Please rewrite the material from its beginning through the line containing "Now the railway", substituting "train track" for "railway track" and changing nothing else. Leave the pictures out of your answer.

Entries from a dataset:

-------------------------

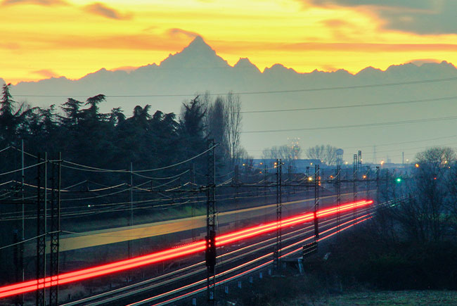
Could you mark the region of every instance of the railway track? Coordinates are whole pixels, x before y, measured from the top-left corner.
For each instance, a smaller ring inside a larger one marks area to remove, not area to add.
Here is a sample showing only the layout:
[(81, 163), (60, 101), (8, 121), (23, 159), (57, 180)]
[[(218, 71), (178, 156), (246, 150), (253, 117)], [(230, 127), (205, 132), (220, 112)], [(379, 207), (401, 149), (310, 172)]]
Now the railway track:
[[(356, 223), (371, 217), (374, 209), (374, 207), (371, 207), (361, 210), (363, 214), (357, 217)], [(339, 219), (335, 215), (321, 219), (319, 241), (326, 240), (355, 224), (352, 210), (342, 213)], [(307, 222), (294, 225), (287, 228), (286, 231), (283, 229), (281, 257), (297, 254), (303, 244), (314, 241), (314, 224)], [(269, 233), (249, 238), (241, 243), (238, 242), (218, 248), (220, 255), (217, 257), (217, 286), (266, 269), (272, 262), (272, 250), (275, 246), (276, 235)], [(189, 260), (194, 263), (187, 267), (63, 305), (167, 305), (189, 298), (206, 290), (205, 262), (198, 261), (202, 257), (202, 254), (193, 255)], [(198, 281), (195, 281), (195, 279)]]

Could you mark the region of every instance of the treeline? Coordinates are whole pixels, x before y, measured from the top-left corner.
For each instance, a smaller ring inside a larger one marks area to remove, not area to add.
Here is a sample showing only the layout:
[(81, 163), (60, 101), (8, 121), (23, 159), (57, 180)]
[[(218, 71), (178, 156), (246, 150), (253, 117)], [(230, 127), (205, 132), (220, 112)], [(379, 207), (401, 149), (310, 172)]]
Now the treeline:
[[(213, 138), (219, 144), (219, 172), (231, 168), (241, 157), (240, 145), (241, 102), (228, 94), (214, 101), (208, 93), (184, 102), (179, 116), (137, 106), (131, 116), (120, 108), (100, 112), (105, 101), (103, 94), (86, 101), (69, 98), (60, 106), (31, 107), (19, 104), (3, 86), (0, 101), (0, 149), (13, 146), (33, 154), (47, 152), (83, 165), (108, 169), (151, 169), (191, 158), (207, 148)], [(6, 156), (6, 160), (8, 160)], [(195, 169), (205, 173), (205, 157), (193, 161)], [(18, 160), (2, 163), (2, 170), (17, 168)], [(13, 165), (15, 164), (15, 165)], [(181, 170), (185, 165), (174, 169)], [(227, 170), (230, 171), (230, 170)], [(86, 174), (75, 174), (84, 177)]]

-------------------------

## CORRECT RESULT
Could you mark the region of every instance of the train track? Coordinates are whole pixels, x before y, measured from the top-left corner.
For each instance, a smaller ring inside a larger one marks area to remove, not area to add.
Here is a sample showing only the layout:
[(81, 163), (60, 101), (8, 121), (23, 159), (57, 180)]
[[(218, 71), (178, 156), (246, 150), (253, 117)], [(230, 127), (205, 132), (220, 112)], [(379, 207), (401, 149), (310, 172)]]
Now the train track:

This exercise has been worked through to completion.